── ИСХОДНЫЕ СТРОКИ
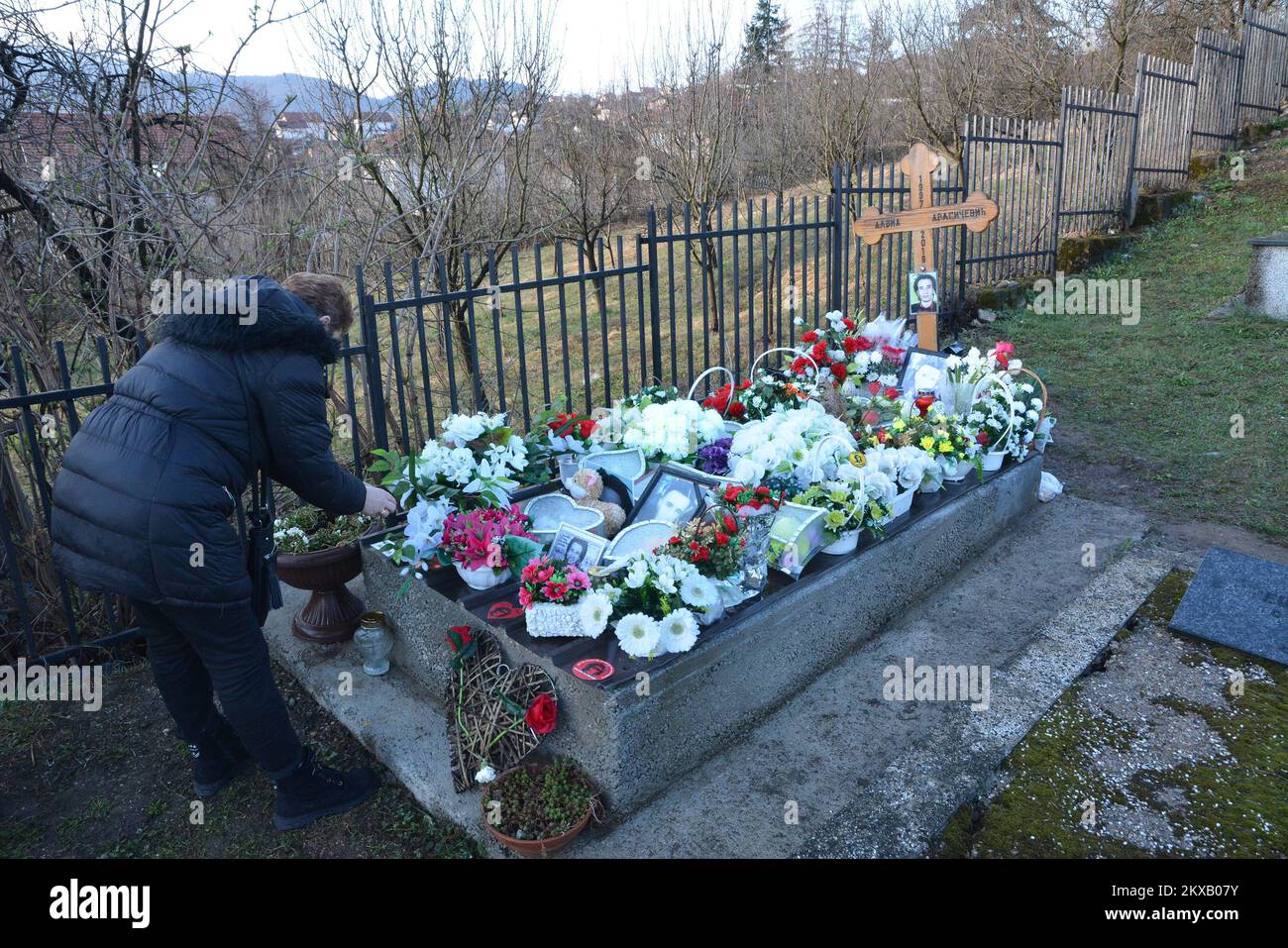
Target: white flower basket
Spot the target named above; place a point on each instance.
(846, 543)
(552, 621)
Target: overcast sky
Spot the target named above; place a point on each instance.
(599, 42)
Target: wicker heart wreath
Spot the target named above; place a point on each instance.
(496, 715)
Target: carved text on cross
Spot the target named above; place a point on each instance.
(921, 220)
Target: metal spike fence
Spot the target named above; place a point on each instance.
(578, 326)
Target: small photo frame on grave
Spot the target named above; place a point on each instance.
(918, 359)
(674, 494)
(578, 548)
(922, 292)
(795, 537)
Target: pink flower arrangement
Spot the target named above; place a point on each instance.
(546, 579)
(477, 539)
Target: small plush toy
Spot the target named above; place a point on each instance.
(585, 488)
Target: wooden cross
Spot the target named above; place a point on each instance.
(922, 219)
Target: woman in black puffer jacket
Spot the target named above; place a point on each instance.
(143, 501)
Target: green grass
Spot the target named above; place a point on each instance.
(1162, 397)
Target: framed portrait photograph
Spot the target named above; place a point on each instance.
(578, 548)
(674, 494)
(922, 292)
(919, 360)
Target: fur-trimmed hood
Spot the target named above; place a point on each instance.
(248, 314)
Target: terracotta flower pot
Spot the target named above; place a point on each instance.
(333, 612)
(532, 849)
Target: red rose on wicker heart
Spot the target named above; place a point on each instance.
(542, 715)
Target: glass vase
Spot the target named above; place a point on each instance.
(374, 643)
(755, 552)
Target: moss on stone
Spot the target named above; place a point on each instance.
(1231, 805)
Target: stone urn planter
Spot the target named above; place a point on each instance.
(333, 612)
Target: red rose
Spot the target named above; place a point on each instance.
(542, 715)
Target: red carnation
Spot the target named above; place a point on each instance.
(542, 714)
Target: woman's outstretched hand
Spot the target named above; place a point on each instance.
(380, 502)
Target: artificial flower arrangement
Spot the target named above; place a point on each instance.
(712, 546)
(754, 399)
(476, 462)
(658, 599)
(713, 458)
(488, 544)
(874, 403)
(308, 530)
(906, 467)
(558, 600)
(665, 430)
(726, 399)
(785, 443)
(851, 506)
(842, 355)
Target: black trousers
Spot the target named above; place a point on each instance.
(197, 653)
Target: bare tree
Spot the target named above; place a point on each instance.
(688, 125)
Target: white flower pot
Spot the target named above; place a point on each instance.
(846, 543)
(550, 620)
(483, 578)
(993, 460)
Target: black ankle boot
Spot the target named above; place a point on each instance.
(218, 756)
(314, 791)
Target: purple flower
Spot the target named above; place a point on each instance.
(713, 458)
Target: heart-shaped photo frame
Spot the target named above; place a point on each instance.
(496, 715)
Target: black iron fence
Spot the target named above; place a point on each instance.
(578, 326)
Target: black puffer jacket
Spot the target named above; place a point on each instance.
(155, 469)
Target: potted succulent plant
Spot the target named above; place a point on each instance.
(318, 553)
(537, 809)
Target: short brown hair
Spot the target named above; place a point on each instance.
(326, 295)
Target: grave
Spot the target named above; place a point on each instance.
(645, 724)
(1240, 601)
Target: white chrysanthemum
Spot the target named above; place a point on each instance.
(679, 631)
(698, 591)
(638, 634)
(593, 610)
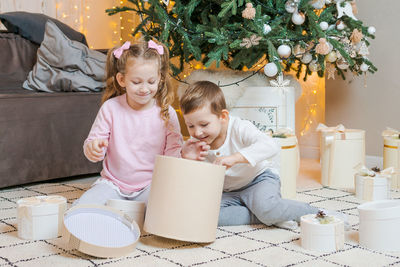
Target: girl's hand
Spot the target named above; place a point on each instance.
(229, 161)
(94, 150)
(195, 150)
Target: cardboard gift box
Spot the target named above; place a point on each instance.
(372, 185)
(323, 236)
(340, 151)
(184, 199)
(40, 217)
(289, 164)
(391, 154)
(99, 231)
(379, 225)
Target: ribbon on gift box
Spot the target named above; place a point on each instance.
(330, 139)
(368, 189)
(395, 134)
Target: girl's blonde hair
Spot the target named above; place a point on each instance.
(164, 96)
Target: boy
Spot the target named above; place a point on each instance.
(252, 186)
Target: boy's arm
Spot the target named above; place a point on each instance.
(256, 145)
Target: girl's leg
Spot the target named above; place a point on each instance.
(263, 198)
(98, 194)
(233, 211)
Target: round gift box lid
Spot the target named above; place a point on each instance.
(100, 231)
(379, 210)
(378, 179)
(127, 205)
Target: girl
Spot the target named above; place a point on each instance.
(134, 124)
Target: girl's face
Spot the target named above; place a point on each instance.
(140, 81)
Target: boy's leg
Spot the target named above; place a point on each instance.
(263, 198)
(233, 211)
(98, 194)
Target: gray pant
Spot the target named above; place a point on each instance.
(260, 202)
(100, 193)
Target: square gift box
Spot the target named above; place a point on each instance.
(340, 151)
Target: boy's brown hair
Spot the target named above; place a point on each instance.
(201, 93)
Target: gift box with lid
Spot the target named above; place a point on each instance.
(391, 154)
(372, 184)
(341, 150)
(379, 225)
(289, 162)
(321, 232)
(40, 217)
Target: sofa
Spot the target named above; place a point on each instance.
(41, 133)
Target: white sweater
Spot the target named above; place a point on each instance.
(261, 151)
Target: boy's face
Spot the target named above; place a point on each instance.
(206, 126)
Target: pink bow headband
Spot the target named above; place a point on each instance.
(158, 48)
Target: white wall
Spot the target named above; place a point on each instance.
(376, 106)
(86, 16)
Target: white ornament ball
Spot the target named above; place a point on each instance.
(331, 57)
(314, 66)
(307, 57)
(298, 18)
(371, 30)
(290, 6)
(340, 26)
(284, 51)
(266, 29)
(270, 69)
(324, 25)
(364, 67)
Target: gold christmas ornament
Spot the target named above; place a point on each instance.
(249, 42)
(356, 36)
(249, 12)
(323, 47)
(298, 51)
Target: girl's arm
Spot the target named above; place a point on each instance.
(174, 140)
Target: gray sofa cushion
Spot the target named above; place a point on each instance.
(19, 55)
(64, 65)
(32, 26)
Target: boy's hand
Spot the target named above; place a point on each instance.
(94, 150)
(229, 161)
(195, 150)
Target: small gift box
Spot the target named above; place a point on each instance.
(290, 161)
(40, 217)
(321, 232)
(379, 225)
(373, 185)
(391, 153)
(340, 150)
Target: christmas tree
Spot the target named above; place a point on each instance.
(323, 35)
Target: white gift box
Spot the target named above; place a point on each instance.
(379, 225)
(40, 217)
(100, 231)
(134, 209)
(372, 188)
(289, 165)
(340, 152)
(267, 107)
(321, 237)
(184, 199)
(391, 157)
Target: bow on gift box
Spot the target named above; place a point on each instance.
────
* [ЗАДАНИЕ]: Перепишите все строки выше слово в слово, опустив изображения.

* [РЕЗУЛЬТАТ]:
Target: white flower basket
Spot the target named above; place a point on each instance.
(846, 543)
(552, 621)
Target: overcast sky
Spot the target named above; place a point on each instance.
(599, 42)
Target: wicker heart wreath
Spot the target named above; place a point on each instance.
(496, 715)
Target: carved text on cross
Spot the target named above; place a point on each instance.
(921, 220)
Target: metal spike fence
Spot the target named above; place a point on each instance.
(578, 326)
Target: small photo frame on grave
Spot the target named above; place a point on each instance.
(918, 359)
(674, 494)
(578, 548)
(922, 292)
(795, 537)
Target: pink flower arrangement
Spot the target named above; place a point on each instance.
(546, 579)
(477, 539)
Target: small plush toy
Spot the target named above; place a point on each instance.
(585, 488)
Target: wooden cross
Spot the target named above; place a point on each instance.
(922, 219)
Target: woman in black puffer jacket
Spot the target named above; place a point on each instance.
(143, 501)
Target: green grass
Spot the target named above; place a point on each instance.
(1162, 397)
Target: framed portrait photograph
Spot the target named above; place a point on each instance.
(578, 548)
(674, 494)
(922, 292)
(919, 360)
Target: fur-trimmed hood
Spot the target named above; place a point on each instance.
(248, 314)
Target: terracotta flower pot
Spot the target named above; place a point on each instance.
(333, 612)
(532, 849)
Target: red rose on wicker heart
Spot the target named above; place a point on each instance.
(542, 715)
Target: glass vase
Spot the target named above; place a point on each instance.
(374, 643)
(755, 552)
Target: moss on stone
Spot the target named above; place a point on each instance.
(1231, 805)
Target: stone urn planter
Spot the target named above; place a point on each instance.
(333, 612)
Target: red rose
Spot the target named above; place a point on each instance.
(542, 715)
Target: red carnation
Spot the target named above; place a point on each instance.
(542, 714)
Target: woman's outstretched hand
Spot the target named above; place a point on each instance.
(380, 502)
Target: artificial flower arrangement
Spot the target named above; place a point on each instance.
(712, 546)
(754, 399)
(476, 462)
(658, 599)
(713, 458)
(488, 544)
(874, 403)
(308, 530)
(906, 467)
(558, 600)
(665, 430)
(726, 399)
(785, 443)
(851, 506)
(842, 355)
Target: black trousers
Spot the target named above; place a point on each instance.
(197, 653)
Target: bare tree
Spot the target named above; place a point on each instance.
(688, 125)
Target: white flower pot
Spot the target named above; place a point on each instance.
(846, 543)
(550, 620)
(483, 578)
(993, 460)
Target: black ankle boot
Spot the target named above; place a point on each instance.
(218, 756)
(314, 791)
Target: purple flower
Spot the target named above; place a point on each instance.
(713, 458)
Target: heart-shaped photo frame
Spot the target named above; place a point on each instance.
(496, 715)
Target: black iron fence
Spot the target named above; place a point on each instance.
(578, 326)
Target: black puffer jacket
Spot the target named above; place a point on each instance.
(155, 469)
Target: potted succulent plant
Spot the target named above; place a point on each instance.
(318, 553)
(537, 809)
Target: short brown hair
Spot the target named above; place a point on each instance.
(326, 295)
Target: grave
Spot the target named above; place a point on each instance.
(645, 724)
(1240, 601)
Target: white chrysanthemum
Spot the target named above; place a point on each instance.
(679, 631)
(698, 591)
(638, 634)
(593, 610)
Target: girl's hand
Spot the target named above; place a point on each instance.
(229, 161)
(94, 150)
(195, 150)
Target: cardboard gift box
Spot the target named above; place a point on each instance.
(372, 185)
(323, 236)
(340, 151)
(184, 199)
(40, 217)
(289, 164)
(391, 154)
(99, 231)
(379, 225)
Target: ribbon on gift box
Spot the target named above; place a point on each instance.
(330, 139)
(368, 189)
(395, 134)
Target: girl's blonde hair
Spot the target named above; place a point on each instance.
(164, 96)
Target: boy
Spot the target named above; place a point on each instance.
(252, 186)
Target: boy's arm
Spot the target named above; place a point on each instance.
(256, 145)
Target: girl's leg
Spot the target named above; place a point on each instance.
(263, 198)
(98, 194)
(233, 211)
Target: round gift box lid
Spot the target named above; place a point on each instance.
(100, 231)
(379, 210)
(378, 179)
(127, 205)
Target: girl
Spot the target named above; place a point on each instance.
(134, 124)
Target: girl's face
Spot the target named above; place a point on each instance.
(140, 81)
Target: boy's leg
Spot the target named above; place a point on each instance.
(263, 198)
(233, 211)
(98, 194)
Target: gray pant
Spot the target named above; place a point on each instance.
(260, 202)
(100, 193)
Target: square gift box
Spot the target named above; place a point on each instance.
(340, 151)
Target: boy's brown hair
Spot the target named above; place a point on each instance.
(201, 93)
Target: gift box with lid
Spot the target named above; place a point on each instance.
(391, 154)
(372, 184)
(341, 150)
(379, 225)
(289, 162)
(321, 232)
(40, 217)
Target: sofa
Spot the target named above; place a point on each instance.
(41, 133)
Target: white sweater
Spot the target named above; place a point on each instance.
(261, 151)
Target: boy's face
Spot the target named above; place a point on each instance.
(206, 126)
Target: pink bow headband
Spot the target named above; place a point on each instance.
(158, 48)
Target: white wall
Spot the target named above; place a point on each instance.
(376, 106)
(86, 16)
Target: white ornament ball
Spot the target named above; place a point on each instance.
(331, 57)
(314, 66)
(307, 57)
(298, 18)
(371, 30)
(290, 6)
(340, 26)
(284, 51)
(266, 29)
(270, 69)
(324, 25)
(364, 67)
Target: gold christmas ornament
Spot the target named above; place a point on each instance.
(249, 42)
(356, 36)
(249, 12)
(323, 47)
(298, 51)
Target: girl's arm
Spot the target named above; place a point on each instance.
(174, 140)
Target: gray sofa cushion
Spot the target named above; place a point on each instance.
(19, 55)
(64, 65)
(32, 26)
Target: boy's hand
Spot the target named above; place a point on each instance.
(94, 150)
(229, 161)
(195, 150)
Target: small gift box
Spot the target named above; place a point on each instance.
(290, 161)
(40, 217)
(321, 232)
(379, 225)
(373, 185)
(391, 153)
(340, 150)
Target: christmas tree
Spot the target named above; place a point on each instance.
(323, 35)
Target: white gift box
Spot the target named above; place a point on each instance.
(379, 225)
(40, 217)
(100, 231)
(134, 209)
(372, 188)
(289, 165)
(340, 152)
(267, 107)
(321, 237)
(184, 199)
(391, 157)
Target: bow on gift box
Spot the target named above; place a point on each instance.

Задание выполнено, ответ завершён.